_Kutipan Dokumen_
╔══

Bogor-Pergerakan masyarakat kini semakin dipersempit pemerintah melalui kebijakan darurat sipil. Di mana masyarakat diminta mengkarantina diri sendiri secara mandiri sebagai bentuk penerapan physical distancing yang lebih disiplin. Kebijakan ini pun berdampak pada keberadaan angkot di Kota Bogor. Julukan kota sejuta angkot yang disandang Kota Bogor nampaknya sudah tak berlaku lagi.
Berdasarkan data terakhir yang dimiliki Organisasi Angkutan Darat (Organda) Kota Bogor, kini hanya ada sekitar 1.700-an angkot yang masih mengaspal di jalanan Kota Bogor. ”Jumlah angkot kota yang beroperasi saat ini cuma 50 persen akibat sekolah libur, pegawai kerja di rumah dan mal tutup. Sedangkan setoran sopir ke pemilik angkot sedapatnya,” jelas Wakil Ketua DPC Organda Kota Bogor, Freddy Djuhardi, kepada Metropolitan, Selasa (31/3).
Masih menurut Freddy, kondisi ini akan semakin parah dengan adanya wacana penyekatan jalanan yang disiapkan Dishub Kota Bogor yang merupakan bagian dari rencana lokal lockdown Kota Bogor.
Tetapi, pengurangan jumlah angkot yang beroperasi yang paling parah, sambung Freddy, terjadi di trayek 06, 07, 08, 09, 11, 16, 19, 20, 22 dan 23 AK. Rata-rata angkot yang beroperasi hanya sekitar 40 sampai 50 angkot atau rata-rata 30 persen yang beroperasi di trayek tersebut. ”Jika keadaan terus begini, bisa-bisa angkot tidak lagi beroperasi,” ujarnya.

╚══

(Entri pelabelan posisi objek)
╔══

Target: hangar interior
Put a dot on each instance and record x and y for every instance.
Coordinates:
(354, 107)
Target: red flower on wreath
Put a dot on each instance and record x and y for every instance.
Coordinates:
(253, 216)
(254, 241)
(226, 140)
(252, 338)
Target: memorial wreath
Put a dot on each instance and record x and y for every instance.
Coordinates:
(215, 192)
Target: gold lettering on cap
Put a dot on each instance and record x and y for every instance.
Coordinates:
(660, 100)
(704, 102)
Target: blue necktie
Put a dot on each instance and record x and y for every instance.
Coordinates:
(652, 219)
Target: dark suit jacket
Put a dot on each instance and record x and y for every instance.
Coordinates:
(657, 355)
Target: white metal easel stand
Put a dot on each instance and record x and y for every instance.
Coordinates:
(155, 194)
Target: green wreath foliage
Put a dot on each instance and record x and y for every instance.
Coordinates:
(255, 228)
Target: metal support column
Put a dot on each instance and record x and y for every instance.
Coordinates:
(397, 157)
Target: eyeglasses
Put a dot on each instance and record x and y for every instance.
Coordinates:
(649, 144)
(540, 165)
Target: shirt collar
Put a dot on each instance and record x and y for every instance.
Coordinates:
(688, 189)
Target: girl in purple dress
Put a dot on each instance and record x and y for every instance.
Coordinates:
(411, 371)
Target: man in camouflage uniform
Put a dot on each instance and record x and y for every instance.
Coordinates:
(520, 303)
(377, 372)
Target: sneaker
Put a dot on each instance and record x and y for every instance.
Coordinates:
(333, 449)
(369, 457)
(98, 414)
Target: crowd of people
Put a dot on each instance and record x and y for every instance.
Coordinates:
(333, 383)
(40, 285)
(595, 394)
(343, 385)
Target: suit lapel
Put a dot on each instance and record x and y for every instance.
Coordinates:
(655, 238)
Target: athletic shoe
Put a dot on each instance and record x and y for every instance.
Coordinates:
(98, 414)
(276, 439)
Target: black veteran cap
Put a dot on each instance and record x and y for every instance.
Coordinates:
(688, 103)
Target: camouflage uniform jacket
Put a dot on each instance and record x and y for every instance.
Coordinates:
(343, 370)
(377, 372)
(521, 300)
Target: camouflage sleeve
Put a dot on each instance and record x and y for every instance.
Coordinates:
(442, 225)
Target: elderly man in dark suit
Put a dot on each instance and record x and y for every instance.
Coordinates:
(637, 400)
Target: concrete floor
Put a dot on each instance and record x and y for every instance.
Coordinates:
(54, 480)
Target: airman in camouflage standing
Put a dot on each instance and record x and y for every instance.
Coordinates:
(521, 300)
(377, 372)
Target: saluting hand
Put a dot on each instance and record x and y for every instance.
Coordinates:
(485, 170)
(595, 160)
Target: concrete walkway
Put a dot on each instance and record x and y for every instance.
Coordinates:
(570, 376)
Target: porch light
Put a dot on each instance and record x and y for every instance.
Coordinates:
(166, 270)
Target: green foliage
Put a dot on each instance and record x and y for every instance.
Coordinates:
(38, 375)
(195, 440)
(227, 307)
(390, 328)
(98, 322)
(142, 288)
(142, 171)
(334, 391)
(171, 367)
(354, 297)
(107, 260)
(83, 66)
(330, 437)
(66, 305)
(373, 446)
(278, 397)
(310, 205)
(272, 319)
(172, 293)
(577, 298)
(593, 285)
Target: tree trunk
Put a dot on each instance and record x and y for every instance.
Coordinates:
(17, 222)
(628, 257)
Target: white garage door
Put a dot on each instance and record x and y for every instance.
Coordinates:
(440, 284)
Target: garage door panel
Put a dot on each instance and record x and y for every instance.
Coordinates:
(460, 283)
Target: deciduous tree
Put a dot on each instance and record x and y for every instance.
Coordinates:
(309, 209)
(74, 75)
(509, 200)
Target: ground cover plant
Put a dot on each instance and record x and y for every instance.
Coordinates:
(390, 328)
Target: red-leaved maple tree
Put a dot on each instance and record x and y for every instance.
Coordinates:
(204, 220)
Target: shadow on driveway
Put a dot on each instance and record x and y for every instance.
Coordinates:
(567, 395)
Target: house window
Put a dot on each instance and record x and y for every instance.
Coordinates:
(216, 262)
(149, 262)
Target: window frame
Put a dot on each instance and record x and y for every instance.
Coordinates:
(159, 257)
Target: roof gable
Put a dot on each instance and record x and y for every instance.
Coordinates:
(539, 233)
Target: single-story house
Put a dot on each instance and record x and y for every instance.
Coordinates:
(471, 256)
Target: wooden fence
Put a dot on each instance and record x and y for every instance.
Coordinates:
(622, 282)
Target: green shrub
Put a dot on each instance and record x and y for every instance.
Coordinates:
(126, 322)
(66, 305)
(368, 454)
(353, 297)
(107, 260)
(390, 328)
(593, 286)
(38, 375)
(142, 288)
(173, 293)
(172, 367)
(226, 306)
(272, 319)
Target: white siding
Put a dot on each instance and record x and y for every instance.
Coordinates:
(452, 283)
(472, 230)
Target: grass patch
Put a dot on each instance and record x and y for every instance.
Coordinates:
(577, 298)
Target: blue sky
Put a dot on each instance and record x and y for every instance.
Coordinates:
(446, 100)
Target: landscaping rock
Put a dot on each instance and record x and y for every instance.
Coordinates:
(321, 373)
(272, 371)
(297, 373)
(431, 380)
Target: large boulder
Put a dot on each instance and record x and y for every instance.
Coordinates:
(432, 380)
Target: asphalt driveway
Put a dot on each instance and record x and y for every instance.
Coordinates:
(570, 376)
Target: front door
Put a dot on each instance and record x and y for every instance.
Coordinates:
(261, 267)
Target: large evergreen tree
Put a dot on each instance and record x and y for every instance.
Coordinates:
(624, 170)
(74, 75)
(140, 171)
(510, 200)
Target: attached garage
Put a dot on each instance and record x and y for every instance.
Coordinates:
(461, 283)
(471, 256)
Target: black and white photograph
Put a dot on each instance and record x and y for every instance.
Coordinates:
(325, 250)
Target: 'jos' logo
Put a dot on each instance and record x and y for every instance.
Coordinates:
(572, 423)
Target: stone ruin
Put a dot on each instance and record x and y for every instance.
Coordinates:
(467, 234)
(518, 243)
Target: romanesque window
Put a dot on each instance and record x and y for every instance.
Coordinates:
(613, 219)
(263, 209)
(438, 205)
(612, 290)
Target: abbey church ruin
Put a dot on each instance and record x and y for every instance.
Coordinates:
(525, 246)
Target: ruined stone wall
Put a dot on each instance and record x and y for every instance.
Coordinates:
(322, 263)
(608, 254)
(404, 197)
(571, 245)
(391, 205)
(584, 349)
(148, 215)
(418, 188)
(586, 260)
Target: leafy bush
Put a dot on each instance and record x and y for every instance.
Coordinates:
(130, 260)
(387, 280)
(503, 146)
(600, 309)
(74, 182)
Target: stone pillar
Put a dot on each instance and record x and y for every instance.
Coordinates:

╚══

_Rincian Latihan_
Ganti "Dishub" dengan "Dinas Perhubungan" pada bagian artikel tentang angkot di Kota Bogor antara "Berdasarkan data terakhir" dan "lockdown Kota Bogor.", inklusif, lalu tuliskan bagian itu.

_Jawaban Benar_
Berdasarkan data terakhir yang dimiliki Organisasi Angkutan Darat (Organda) Kota Bogor, kini hanya ada sekitar 1.700-an angkot yang masih mengaspal di jalanan Kota Bogor. ”Jumlah angkot kota yang beroperasi saat ini cuma 50 persen akibat sekolah libur, pegawai kerja di rumah dan mal tutup. Sedangkan setoran sopir ke pemilik angkot sedapatnya,” jelas Wakil Ketua DPC Organda Kota Bogor, Freddy Djuhardi, kepada Metropolitan, Selasa (31/3).
Masih menurut Freddy, kondisi ini akan semakin parah dengan adanya wacana penyekatan jalanan yang disiapkan Dinas Perhubungan Kota Bogor yang merupakan bagian dari rencana lokal lockdown Kota Bogor.